Write out exactly the lines from the one containing "the dish towel" through the last line of the records below, both included, and leave out any pictures.

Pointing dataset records
◇ ◇ ◇ ◇ ◇ ◇ ◇

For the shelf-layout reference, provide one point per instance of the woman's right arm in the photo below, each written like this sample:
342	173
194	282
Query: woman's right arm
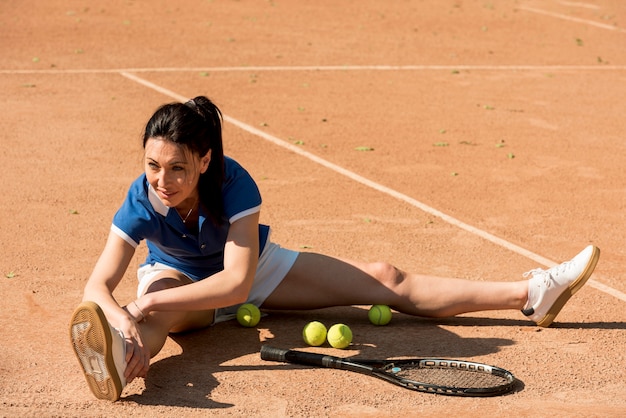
107	274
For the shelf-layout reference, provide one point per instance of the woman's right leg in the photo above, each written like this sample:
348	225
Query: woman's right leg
158	325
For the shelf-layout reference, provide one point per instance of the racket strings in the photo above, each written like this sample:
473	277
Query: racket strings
449	377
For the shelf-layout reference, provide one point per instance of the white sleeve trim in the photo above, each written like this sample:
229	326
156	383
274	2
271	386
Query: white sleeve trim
124	236
245	213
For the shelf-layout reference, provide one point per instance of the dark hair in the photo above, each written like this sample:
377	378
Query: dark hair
196	125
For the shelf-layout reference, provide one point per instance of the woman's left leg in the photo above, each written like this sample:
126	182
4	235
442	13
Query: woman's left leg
318	281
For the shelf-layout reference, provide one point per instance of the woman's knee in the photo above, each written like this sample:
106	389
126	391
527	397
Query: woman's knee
166	280
386	273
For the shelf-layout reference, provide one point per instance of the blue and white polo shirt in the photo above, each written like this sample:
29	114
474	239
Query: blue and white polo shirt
144	216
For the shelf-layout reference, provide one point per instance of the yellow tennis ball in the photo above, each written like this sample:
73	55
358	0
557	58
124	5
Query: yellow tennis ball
379	314
339	336
248	315
314	333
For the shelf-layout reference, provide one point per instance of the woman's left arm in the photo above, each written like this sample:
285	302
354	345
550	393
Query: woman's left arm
230	286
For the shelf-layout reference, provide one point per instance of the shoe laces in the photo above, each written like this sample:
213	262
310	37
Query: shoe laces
547	276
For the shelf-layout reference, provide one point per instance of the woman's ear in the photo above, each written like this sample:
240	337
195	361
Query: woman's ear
204	162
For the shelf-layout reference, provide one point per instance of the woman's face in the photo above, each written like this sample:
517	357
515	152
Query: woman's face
173	171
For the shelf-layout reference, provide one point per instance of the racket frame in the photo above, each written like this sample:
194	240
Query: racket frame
380	369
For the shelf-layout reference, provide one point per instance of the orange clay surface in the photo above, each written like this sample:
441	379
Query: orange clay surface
507	116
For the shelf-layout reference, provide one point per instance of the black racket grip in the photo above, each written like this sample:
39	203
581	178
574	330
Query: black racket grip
299	357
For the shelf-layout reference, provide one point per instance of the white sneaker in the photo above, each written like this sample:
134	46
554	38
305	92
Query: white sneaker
549	290
100	349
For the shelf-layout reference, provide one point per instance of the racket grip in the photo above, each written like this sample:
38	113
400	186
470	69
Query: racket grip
299	357
273	354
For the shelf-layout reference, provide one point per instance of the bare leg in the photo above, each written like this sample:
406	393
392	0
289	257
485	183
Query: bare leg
158	325
317	281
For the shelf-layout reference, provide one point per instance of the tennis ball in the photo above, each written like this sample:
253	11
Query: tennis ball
379	314
248	315
314	333
339	336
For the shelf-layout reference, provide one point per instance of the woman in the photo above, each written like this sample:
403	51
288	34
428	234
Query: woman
199	214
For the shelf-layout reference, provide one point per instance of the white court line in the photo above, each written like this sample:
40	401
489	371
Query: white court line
572	19
328	68
383	189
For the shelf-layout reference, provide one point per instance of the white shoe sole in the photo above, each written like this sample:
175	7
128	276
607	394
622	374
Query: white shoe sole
574	287
91	339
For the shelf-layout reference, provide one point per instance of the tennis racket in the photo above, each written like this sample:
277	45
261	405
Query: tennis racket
444	377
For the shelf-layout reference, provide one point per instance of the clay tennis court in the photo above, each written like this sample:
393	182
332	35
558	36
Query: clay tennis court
475	139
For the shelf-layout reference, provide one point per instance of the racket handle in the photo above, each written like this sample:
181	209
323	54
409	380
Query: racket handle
310	359
298	357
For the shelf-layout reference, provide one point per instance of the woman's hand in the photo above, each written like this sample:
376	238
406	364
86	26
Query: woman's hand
137	353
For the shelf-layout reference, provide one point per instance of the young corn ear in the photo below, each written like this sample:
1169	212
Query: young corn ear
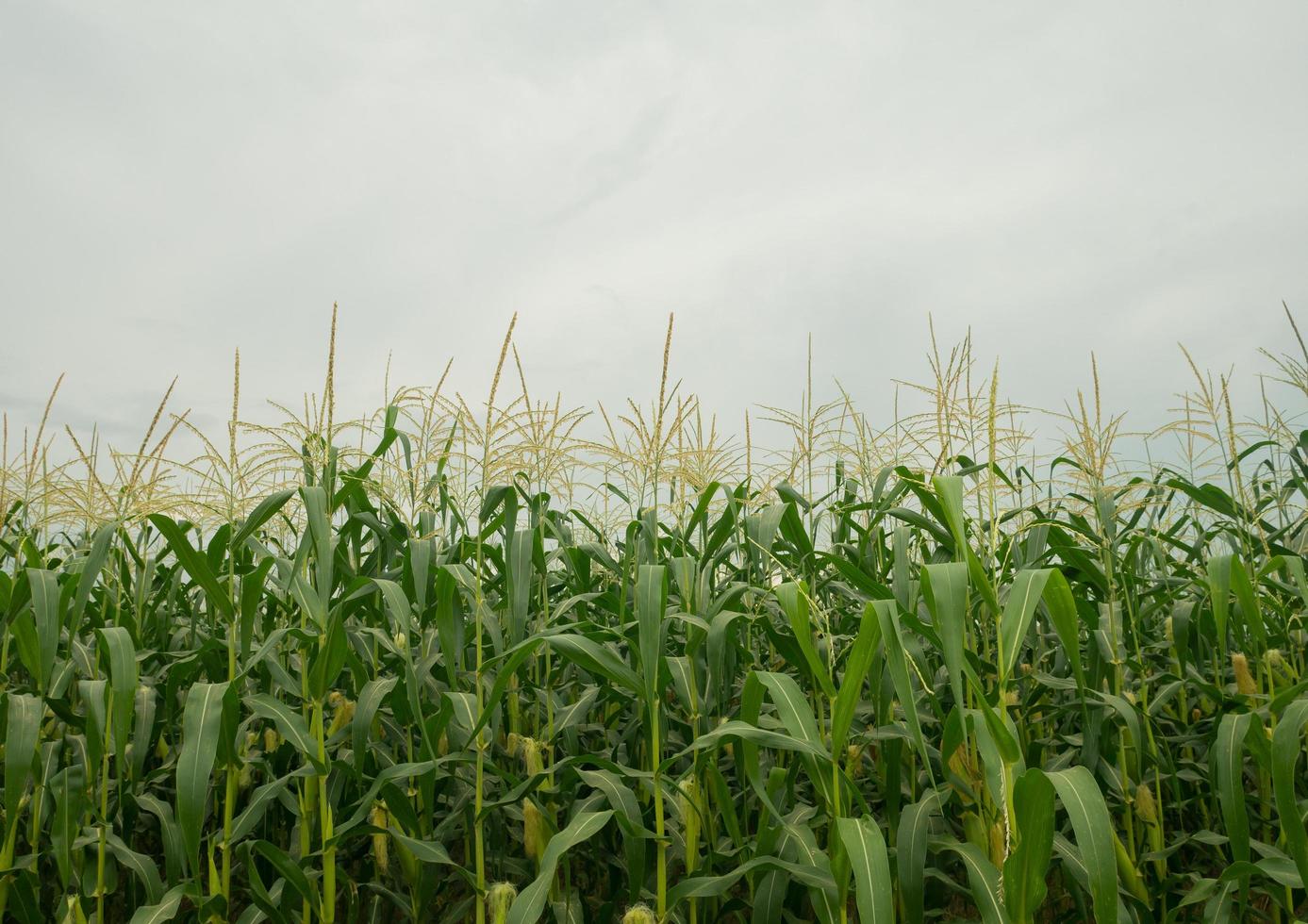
378	817
499	900
534	835
1244	681
691	808
639	914
343	713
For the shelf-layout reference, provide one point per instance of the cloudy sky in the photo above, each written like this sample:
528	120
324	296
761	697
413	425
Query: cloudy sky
181	179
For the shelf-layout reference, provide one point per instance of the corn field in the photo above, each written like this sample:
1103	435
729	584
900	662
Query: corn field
455	662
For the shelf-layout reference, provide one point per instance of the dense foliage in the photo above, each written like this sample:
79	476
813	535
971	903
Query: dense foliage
917	696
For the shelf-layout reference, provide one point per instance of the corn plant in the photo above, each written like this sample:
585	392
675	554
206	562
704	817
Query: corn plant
399	670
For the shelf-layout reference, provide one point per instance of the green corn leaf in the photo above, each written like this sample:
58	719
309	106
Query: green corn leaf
202	720
531	902
870	862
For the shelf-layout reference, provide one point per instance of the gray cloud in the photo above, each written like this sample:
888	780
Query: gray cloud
185	180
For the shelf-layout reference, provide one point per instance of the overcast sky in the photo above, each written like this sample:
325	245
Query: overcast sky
182	179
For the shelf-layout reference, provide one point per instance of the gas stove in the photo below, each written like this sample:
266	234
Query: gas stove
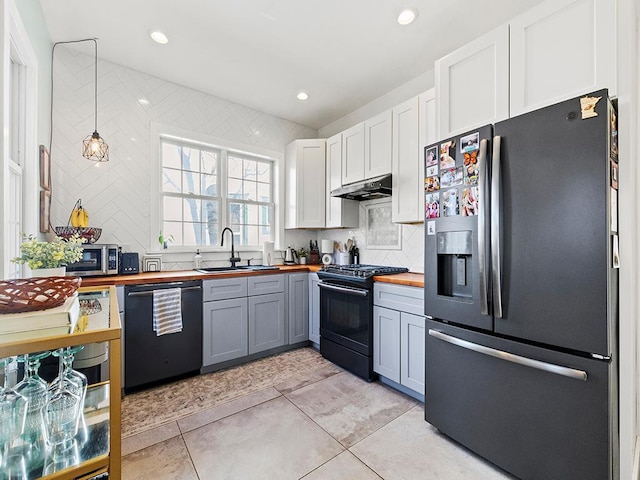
358	273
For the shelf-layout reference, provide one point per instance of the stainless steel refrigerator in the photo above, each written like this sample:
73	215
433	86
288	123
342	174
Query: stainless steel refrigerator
521	290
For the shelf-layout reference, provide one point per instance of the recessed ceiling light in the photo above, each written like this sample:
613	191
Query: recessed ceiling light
407	16
159	37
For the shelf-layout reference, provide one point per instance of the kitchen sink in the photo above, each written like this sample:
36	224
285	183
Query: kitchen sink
241	268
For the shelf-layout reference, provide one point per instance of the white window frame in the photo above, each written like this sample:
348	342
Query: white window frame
18	176
159	131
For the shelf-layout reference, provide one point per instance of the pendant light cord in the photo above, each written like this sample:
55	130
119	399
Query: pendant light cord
53	51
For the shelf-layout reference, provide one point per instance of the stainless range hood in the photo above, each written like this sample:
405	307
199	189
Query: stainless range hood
366	190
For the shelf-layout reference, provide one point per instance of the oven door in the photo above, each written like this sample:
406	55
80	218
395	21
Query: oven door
346	314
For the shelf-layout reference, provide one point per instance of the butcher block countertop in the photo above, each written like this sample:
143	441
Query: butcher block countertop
408	279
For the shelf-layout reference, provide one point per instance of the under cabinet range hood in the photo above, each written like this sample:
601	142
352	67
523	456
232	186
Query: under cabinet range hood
366	190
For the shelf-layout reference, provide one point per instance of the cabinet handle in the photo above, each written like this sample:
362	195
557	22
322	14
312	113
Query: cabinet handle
510	357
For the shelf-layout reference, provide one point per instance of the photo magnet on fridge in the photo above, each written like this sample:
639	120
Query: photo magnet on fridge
451	177
432	205
430	156
432	184
448	154
469	205
450	207
470	143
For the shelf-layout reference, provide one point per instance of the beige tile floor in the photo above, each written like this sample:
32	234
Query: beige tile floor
326	424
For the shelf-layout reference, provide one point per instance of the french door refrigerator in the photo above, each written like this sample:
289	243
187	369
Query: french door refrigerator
521	290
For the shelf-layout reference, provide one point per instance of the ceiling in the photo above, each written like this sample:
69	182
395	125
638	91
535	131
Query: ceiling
261	53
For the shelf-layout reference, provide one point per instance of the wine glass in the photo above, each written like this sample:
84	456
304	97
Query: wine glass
61	410
76	382
13	412
35	390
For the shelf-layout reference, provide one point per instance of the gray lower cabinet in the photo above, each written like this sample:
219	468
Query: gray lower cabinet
398	335
298	307
225	330
314	308
266	322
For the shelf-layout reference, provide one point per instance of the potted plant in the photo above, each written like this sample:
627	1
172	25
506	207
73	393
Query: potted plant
302	255
49	258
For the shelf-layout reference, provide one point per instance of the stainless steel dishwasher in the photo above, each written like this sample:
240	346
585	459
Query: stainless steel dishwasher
152	359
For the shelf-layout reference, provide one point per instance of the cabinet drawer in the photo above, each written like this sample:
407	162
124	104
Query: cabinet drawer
398	297
224	288
265	284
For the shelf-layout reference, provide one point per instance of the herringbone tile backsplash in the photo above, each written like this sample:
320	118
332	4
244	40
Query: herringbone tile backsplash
119	194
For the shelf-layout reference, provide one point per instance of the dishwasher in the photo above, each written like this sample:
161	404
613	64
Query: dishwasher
150	359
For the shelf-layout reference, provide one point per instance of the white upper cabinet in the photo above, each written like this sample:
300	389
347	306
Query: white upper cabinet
414	126
472	84
305	184
407	197
377	145
340	213
555	51
561	49
353	154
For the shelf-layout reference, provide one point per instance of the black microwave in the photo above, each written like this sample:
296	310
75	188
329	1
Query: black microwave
97	260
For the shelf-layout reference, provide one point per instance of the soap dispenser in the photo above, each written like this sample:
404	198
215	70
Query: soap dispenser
197	260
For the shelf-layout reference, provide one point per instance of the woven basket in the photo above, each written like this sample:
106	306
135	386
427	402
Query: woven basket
30	294
90	234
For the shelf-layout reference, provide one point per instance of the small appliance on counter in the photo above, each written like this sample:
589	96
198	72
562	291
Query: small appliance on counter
129	263
97	260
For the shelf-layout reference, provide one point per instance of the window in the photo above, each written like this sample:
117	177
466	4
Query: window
205	188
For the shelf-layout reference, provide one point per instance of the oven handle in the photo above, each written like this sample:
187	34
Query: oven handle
348	290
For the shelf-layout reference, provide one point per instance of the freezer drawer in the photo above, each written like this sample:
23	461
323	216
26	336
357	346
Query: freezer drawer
533	419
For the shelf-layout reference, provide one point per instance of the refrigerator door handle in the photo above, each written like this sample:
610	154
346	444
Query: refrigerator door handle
496	257
482	223
510	357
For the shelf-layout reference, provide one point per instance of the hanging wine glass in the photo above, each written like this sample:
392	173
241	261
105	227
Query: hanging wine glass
35	390
61	410
76	382
13	411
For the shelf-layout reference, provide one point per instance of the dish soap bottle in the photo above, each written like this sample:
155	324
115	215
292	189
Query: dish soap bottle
197	260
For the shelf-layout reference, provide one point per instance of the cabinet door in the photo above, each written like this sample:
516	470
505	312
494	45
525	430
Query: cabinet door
386	343
298	307
472	84
314	308
305	184
265	284
412	351
340	212
377	145
353	154
225	332
267	325
407	177
560	50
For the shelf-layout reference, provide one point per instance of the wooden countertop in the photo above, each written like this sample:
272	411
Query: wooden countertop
408	279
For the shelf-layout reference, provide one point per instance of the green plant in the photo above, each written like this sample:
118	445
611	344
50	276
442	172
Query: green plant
164	240
38	254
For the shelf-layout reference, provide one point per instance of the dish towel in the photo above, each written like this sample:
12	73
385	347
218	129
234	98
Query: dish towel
167	311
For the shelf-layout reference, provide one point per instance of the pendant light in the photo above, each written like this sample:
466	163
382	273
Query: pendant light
93	146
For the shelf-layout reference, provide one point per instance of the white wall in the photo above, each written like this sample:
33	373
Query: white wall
117	194
398	95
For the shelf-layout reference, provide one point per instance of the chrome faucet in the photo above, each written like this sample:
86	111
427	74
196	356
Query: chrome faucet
233	258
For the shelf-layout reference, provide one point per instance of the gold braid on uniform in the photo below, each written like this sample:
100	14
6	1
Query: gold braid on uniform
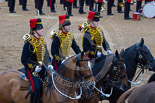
39	47
97	36
65	44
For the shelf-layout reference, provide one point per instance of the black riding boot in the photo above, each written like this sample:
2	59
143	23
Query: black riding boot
33	98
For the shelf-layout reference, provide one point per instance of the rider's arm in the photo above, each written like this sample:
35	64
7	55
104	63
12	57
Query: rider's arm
105	44
87	46
55	48
26	56
47	58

◇ ◇ ◇ ◇ ◇ ◇ ◇

- WRITTEN SOLUTION -
For the shelf-layout reference, provide one point per instance of the dish towel in the photo above, each written like this sample:
12	73
385	347
218	129
234	98
Query: dish towel
167	311
For the shelf-layout reference, provide one point per instance of the pendant light in the photo above, each written like this sample:
466	163
382	273
Query: pendant light
93	146
For the shelf-layout reference, provide one point per instance of the white wall in the photo above, each written like this sample:
33	373
Query: white wall
117	194
398	95
For the shelf-layout reference, provide one point per instance of the chrome faucet in the photo above, each written like this sample:
86	111
427	74
196	356
Query: chrome faucet
233	258
For the shelf-layout reference, provide one point per instance of the gold braid on uniform in the photo below, each written like this sample:
100	14
6	1
Query: gold braid on uniform
39	47
97	36
65	44
For the shelf-layout reference, provide one point per instance of the black riding boot in the photo above, each written like this sample:
2	59
143	23
Query: black riding boot
33	98
For the shelf-layout reference, provide one point per instance of the rider's arm in the photo above, each written like this sample:
35	64
7	55
104	63
12	57
Query: rider's arm
105	44
87	46
55	48
26	56
47	58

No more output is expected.